■ EXERCISE AIM ■
Find the line that contains "Where can you spot the man's ear?". Repeat that line and all lines following it, exactly, through the end of the listing below.

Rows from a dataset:
— Start —

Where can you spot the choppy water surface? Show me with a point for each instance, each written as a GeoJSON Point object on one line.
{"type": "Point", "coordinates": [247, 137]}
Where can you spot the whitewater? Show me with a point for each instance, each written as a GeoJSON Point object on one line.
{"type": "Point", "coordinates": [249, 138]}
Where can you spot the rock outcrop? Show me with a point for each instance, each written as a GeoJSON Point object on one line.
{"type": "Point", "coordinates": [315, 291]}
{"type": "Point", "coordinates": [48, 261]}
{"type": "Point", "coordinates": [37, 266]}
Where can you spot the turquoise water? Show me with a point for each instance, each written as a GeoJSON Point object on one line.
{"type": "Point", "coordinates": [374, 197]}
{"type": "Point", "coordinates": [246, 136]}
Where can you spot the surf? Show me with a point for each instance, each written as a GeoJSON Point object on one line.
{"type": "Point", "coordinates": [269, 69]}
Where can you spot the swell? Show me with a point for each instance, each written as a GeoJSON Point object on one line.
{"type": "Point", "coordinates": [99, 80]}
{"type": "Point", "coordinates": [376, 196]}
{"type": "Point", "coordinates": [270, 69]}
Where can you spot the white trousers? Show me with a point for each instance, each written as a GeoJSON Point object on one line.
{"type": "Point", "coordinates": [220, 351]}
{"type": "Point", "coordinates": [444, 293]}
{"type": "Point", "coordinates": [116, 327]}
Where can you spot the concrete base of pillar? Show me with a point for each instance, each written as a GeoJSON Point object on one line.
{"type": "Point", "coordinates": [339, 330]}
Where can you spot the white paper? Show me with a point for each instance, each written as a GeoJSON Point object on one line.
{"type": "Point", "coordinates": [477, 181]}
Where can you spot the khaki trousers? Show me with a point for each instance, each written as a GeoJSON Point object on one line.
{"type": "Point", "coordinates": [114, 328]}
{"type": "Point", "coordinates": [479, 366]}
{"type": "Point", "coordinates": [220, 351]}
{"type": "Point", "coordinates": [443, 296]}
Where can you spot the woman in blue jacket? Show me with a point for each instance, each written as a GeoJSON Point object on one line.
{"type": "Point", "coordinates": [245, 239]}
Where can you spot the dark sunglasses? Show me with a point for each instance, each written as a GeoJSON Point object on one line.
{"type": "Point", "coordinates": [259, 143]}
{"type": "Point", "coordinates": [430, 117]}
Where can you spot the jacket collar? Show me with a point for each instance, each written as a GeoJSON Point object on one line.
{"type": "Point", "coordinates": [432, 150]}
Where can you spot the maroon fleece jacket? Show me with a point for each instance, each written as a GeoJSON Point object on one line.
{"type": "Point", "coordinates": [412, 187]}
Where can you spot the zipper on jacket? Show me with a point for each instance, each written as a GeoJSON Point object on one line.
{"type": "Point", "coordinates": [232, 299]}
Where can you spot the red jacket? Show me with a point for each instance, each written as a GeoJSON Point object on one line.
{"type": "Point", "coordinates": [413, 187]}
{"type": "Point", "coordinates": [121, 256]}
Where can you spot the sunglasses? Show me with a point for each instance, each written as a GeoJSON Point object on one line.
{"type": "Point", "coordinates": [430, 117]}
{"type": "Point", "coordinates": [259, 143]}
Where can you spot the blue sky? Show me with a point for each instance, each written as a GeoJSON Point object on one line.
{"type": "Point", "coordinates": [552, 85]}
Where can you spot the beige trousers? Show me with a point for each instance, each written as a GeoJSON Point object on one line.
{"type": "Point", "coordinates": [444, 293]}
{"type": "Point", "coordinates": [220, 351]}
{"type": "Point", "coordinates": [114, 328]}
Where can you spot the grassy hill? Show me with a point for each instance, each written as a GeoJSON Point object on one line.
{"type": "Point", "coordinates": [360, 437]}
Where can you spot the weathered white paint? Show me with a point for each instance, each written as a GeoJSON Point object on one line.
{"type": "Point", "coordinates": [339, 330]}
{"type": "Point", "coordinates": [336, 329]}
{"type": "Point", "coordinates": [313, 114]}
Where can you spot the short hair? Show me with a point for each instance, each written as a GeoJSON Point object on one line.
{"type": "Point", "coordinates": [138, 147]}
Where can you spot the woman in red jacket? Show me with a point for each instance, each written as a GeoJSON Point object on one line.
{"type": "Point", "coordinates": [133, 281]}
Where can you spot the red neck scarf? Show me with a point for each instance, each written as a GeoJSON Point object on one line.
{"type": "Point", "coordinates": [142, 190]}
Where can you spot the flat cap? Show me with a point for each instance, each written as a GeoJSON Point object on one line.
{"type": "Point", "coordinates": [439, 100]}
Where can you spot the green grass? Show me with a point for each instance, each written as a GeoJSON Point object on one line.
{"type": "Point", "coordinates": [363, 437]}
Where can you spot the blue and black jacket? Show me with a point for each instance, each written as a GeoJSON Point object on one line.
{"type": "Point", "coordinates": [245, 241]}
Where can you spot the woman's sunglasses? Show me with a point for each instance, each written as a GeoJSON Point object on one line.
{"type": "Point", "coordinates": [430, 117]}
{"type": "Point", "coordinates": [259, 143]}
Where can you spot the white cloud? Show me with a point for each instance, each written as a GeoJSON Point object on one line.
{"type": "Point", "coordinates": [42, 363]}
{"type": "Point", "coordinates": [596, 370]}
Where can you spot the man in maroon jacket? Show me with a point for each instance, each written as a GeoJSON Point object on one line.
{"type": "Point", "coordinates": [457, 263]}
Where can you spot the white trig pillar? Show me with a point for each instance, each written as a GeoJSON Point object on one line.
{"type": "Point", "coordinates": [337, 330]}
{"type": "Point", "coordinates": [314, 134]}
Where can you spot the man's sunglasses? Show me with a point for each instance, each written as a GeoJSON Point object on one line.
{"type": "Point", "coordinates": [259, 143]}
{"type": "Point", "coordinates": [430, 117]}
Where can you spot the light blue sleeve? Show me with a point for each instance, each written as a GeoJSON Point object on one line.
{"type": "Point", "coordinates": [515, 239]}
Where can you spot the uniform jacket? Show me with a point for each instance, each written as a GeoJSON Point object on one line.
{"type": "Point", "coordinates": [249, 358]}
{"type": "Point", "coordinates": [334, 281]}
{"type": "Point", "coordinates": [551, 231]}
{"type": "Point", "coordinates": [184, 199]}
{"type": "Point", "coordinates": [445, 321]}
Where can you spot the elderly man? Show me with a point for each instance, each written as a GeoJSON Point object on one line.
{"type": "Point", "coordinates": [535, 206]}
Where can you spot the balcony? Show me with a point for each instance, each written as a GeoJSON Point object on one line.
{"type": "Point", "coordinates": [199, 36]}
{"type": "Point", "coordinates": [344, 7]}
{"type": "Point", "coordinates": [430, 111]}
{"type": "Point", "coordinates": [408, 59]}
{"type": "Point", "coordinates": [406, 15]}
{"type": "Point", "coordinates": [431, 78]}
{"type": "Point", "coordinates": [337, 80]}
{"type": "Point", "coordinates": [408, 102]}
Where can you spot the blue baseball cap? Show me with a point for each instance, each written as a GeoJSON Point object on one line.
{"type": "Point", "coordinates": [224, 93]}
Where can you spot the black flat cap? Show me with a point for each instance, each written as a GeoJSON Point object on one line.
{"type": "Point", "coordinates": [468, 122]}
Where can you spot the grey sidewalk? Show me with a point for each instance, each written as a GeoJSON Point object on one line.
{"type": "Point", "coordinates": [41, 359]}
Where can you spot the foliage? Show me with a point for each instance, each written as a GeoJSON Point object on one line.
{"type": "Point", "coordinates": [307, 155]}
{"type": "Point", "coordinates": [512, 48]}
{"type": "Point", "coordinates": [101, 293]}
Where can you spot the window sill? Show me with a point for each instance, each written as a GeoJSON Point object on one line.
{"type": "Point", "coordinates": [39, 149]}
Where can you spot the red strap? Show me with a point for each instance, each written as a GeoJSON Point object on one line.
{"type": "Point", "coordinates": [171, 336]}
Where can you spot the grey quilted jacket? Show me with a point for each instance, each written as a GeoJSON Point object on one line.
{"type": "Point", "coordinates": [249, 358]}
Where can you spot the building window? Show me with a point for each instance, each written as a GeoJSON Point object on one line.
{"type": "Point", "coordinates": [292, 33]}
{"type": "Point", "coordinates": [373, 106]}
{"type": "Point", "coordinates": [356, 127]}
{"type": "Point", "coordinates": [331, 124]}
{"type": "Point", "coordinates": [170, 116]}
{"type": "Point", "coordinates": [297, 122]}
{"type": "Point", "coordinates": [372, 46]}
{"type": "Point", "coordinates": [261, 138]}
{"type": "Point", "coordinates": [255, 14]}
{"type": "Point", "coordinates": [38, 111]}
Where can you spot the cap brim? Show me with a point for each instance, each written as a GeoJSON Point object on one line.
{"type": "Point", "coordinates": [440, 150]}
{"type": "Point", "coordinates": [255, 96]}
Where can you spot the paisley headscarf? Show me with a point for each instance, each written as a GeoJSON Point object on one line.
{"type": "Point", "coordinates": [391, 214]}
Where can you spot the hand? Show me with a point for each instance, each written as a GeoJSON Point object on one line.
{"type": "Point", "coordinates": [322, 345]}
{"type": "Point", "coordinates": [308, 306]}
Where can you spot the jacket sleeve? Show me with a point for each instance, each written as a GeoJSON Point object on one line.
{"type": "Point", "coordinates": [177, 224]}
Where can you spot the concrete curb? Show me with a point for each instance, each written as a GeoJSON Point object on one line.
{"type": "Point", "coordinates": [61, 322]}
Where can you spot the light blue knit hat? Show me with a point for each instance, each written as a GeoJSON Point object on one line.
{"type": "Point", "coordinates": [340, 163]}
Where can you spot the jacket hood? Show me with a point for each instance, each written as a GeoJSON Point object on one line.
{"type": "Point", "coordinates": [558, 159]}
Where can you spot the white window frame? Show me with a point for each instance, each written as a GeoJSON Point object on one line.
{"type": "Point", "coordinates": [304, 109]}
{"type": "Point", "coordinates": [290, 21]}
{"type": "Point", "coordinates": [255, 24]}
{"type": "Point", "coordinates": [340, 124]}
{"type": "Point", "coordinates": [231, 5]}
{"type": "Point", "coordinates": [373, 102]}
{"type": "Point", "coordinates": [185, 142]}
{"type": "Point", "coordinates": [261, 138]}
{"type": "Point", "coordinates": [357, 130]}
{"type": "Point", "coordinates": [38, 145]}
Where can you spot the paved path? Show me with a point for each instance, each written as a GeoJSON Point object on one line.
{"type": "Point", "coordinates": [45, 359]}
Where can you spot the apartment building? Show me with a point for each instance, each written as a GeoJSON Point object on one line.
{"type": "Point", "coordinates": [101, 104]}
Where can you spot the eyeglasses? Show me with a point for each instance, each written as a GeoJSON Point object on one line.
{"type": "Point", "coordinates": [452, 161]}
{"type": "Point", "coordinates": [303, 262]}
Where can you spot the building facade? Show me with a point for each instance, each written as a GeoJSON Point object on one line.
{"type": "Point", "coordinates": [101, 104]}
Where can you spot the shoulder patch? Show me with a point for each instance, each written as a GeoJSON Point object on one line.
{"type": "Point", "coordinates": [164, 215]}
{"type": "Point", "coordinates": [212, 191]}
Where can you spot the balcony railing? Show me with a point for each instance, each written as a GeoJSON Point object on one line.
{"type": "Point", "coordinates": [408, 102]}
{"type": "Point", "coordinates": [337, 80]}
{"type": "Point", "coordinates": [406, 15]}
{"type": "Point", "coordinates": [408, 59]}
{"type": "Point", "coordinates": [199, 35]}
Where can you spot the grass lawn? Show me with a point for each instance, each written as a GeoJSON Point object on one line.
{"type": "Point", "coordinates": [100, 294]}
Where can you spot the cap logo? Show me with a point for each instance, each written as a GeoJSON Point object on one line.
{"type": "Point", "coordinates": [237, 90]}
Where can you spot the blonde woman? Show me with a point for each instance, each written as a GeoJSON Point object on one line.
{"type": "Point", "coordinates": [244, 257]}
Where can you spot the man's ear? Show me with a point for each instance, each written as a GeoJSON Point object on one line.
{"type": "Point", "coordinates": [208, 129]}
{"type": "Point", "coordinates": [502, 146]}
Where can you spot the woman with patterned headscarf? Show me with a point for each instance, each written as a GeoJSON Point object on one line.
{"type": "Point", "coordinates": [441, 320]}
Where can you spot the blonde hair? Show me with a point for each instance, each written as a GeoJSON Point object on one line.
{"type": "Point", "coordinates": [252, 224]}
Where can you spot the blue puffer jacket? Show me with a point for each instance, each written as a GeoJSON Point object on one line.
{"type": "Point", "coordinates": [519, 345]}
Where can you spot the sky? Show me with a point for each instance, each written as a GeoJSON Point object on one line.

— End —

■ RESULT FOR THIS EXERCISE ■
Where can you spot the man's ear? Show me with a point for each instance, each written as a GeoJSON Point object on one line.
{"type": "Point", "coordinates": [208, 129]}
{"type": "Point", "coordinates": [502, 146]}
Where can you spot the woman with patterned headscarf? Show me with a point for each instance, each written as a GeoJSON Point object on one line.
{"type": "Point", "coordinates": [441, 320]}
Where can you spot the blonde hair? Show me with a point for each instance, each written as a GeoJSON Point object on one line.
{"type": "Point", "coordinates": [252, 224]}
Where can you spot the blue puffer jacket? Show me with a point for each instance, each written as a GeoJSON Point object on one line.
{"type": "Point", "coordinates": [519, 345]}
Where can you spot the sky? Show me with a point for each instance, each written as a GeoJSON Point object on one line.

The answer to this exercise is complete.